"""

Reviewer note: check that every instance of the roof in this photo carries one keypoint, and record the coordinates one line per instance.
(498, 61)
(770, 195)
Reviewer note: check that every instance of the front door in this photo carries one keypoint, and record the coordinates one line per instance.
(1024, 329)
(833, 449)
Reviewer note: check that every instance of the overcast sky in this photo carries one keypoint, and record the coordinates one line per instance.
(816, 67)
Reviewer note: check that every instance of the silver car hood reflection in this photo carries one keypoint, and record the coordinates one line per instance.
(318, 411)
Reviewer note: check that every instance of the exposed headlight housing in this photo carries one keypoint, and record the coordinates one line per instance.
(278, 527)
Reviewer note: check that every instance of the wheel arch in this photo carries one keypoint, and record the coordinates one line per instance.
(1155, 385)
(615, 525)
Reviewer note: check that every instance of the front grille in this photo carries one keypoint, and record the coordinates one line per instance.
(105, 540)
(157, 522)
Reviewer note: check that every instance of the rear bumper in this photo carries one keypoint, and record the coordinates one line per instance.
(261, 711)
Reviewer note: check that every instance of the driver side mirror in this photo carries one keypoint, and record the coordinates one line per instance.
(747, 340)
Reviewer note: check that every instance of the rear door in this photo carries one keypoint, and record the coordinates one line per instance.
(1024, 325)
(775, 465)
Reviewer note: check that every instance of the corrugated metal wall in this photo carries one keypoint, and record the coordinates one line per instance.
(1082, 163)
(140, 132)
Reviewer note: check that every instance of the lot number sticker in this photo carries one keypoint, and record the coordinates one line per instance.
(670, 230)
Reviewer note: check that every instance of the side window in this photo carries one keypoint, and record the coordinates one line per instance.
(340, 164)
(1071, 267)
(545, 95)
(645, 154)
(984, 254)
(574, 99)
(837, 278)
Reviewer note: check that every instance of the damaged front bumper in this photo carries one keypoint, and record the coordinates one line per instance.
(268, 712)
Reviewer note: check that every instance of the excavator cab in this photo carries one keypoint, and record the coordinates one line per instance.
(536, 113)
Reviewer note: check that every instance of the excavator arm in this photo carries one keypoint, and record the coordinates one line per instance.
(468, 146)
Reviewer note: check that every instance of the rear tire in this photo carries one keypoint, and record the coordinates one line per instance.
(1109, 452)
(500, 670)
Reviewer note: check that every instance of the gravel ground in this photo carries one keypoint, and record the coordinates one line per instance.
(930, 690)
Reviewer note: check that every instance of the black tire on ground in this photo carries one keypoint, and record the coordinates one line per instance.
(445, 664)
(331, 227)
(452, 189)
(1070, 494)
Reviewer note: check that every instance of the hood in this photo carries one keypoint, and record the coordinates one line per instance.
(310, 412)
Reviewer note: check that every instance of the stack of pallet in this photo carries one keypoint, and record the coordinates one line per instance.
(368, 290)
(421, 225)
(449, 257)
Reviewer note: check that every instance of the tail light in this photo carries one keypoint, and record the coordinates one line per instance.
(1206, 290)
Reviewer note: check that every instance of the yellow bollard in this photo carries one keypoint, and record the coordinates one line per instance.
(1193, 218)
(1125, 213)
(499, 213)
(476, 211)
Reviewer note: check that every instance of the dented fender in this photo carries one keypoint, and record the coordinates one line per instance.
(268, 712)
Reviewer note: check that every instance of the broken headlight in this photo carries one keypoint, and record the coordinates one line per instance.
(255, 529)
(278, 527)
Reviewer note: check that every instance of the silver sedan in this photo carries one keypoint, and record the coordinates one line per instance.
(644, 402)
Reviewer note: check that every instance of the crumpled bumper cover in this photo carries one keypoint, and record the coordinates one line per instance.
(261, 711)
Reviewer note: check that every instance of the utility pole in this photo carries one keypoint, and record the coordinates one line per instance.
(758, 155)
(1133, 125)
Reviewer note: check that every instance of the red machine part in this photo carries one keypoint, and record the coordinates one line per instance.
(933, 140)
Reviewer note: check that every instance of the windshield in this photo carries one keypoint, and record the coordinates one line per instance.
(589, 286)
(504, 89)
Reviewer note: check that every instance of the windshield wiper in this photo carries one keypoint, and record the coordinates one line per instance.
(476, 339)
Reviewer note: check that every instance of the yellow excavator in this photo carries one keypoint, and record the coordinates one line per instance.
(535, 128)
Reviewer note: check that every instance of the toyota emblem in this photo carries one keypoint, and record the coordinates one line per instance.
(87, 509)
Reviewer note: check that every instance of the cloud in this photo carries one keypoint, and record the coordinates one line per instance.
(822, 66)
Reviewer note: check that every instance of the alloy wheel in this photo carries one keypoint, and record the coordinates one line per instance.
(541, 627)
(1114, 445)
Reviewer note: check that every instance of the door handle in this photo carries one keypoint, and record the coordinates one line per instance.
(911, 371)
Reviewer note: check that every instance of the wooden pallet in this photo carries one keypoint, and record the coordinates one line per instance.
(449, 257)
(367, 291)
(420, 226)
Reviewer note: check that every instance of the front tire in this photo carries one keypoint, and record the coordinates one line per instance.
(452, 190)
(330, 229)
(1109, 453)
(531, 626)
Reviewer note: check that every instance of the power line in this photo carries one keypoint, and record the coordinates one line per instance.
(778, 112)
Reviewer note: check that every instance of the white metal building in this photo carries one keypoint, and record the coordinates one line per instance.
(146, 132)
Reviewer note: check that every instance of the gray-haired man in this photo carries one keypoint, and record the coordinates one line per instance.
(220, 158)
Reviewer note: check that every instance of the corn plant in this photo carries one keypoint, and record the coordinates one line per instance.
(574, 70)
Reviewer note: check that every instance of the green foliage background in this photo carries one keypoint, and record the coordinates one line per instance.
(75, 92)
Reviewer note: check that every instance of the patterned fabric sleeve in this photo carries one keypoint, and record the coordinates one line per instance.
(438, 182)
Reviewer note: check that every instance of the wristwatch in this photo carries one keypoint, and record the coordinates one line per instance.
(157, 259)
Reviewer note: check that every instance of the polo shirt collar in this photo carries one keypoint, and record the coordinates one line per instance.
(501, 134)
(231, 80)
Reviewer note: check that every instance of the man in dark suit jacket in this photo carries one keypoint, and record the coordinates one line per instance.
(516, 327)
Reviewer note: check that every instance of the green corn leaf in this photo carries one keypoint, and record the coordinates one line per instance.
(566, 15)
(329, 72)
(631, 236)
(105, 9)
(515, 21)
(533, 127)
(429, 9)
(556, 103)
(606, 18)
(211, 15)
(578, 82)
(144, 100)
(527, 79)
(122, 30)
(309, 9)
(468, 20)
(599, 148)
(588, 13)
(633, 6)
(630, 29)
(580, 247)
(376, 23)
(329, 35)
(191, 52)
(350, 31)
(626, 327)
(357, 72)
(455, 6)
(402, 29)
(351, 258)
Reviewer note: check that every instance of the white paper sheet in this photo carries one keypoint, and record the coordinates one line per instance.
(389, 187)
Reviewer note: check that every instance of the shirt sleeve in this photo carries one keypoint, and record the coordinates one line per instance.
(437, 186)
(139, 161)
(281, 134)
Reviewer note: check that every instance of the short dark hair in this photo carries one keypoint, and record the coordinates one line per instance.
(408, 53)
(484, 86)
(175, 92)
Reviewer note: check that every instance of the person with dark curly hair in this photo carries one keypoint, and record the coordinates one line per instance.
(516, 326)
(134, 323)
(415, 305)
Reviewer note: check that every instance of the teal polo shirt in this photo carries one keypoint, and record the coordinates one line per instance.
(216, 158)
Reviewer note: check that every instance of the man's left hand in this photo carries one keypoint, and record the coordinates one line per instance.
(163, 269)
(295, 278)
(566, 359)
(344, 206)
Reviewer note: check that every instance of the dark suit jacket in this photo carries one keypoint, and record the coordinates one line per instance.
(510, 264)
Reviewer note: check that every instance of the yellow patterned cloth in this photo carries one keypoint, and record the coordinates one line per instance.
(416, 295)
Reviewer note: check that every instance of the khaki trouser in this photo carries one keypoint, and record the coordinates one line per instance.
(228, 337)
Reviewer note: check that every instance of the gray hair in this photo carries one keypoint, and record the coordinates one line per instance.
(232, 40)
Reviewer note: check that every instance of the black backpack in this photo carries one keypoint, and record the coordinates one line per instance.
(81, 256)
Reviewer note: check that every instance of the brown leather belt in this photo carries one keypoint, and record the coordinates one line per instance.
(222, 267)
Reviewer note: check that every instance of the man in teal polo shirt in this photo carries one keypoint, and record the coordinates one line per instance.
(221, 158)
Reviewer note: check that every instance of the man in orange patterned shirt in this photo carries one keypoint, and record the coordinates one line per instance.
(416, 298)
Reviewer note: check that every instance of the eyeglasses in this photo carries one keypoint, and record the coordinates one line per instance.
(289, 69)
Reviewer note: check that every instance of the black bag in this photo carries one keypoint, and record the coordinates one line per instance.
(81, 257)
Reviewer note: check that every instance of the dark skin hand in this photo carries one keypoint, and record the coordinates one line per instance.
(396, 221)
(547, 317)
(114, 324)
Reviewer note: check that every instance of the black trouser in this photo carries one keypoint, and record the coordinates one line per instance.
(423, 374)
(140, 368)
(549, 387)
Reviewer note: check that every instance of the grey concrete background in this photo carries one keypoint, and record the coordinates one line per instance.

"""

▶ **Short problem**
Write out exactly the lines from the line holding "Reviewer note: check that every instance of the khaki" through the last line of the data, and nothing besides those lines.

▶ **Exercise solution**
Reviewer note: check that every instance of the khaki trouser in this photo carries one keypoint, and record the coordinates one line per instance.
(228, 337)
Reviewer note: check that every instance of the gray hair in this photo carries one keypoint, and record the coordinates one line per instance.
(232, 40)
Reviewer note: check that every instance of the black backpack in this photo carries one keypoint, and record the coordinates one line per instance.
(81, 256)
Reviewer note: check that every instance of the brown leather belt in this photo carries one keypoint, and record the coordinates one line per instance.
(222, 267)
Reviewer note: check that every instance of the man in teal polo shirt in this photo carries one keypoint, and record the coordinates one line per instance.
(221, 158)
Reviewer note: check that every instance of the man in orange patterned shirt in this photo carries one keypoint, and record the coordinates one line per instance.
(416, 298)
Reviewer note: check that every instance of the eyeglasses in this photo carries one keypoint, and record the coordinates one line per instance.
(289, 69)
Reviewer note: check that every instance of the black bag in this photo carries one keypoint, and record the coordinates one line per instance.
(81, 257)
Reviewer note: check that every instance of the dark skin hand in this photo carries one keypoint, and record the coordinates one line per instance.
(396, 221)
(547, 317)
(114, 324)
Reviewer note: check that every instance of the black trouser in this photo carries one keypoint, and record the coordinates one line per instance.
(423, 374)
(140, 368)
(549, 387)
Reviewer note: check that every instance of the grey concrete background in this photo carries one keypoint, and record the coordinates one line per instance.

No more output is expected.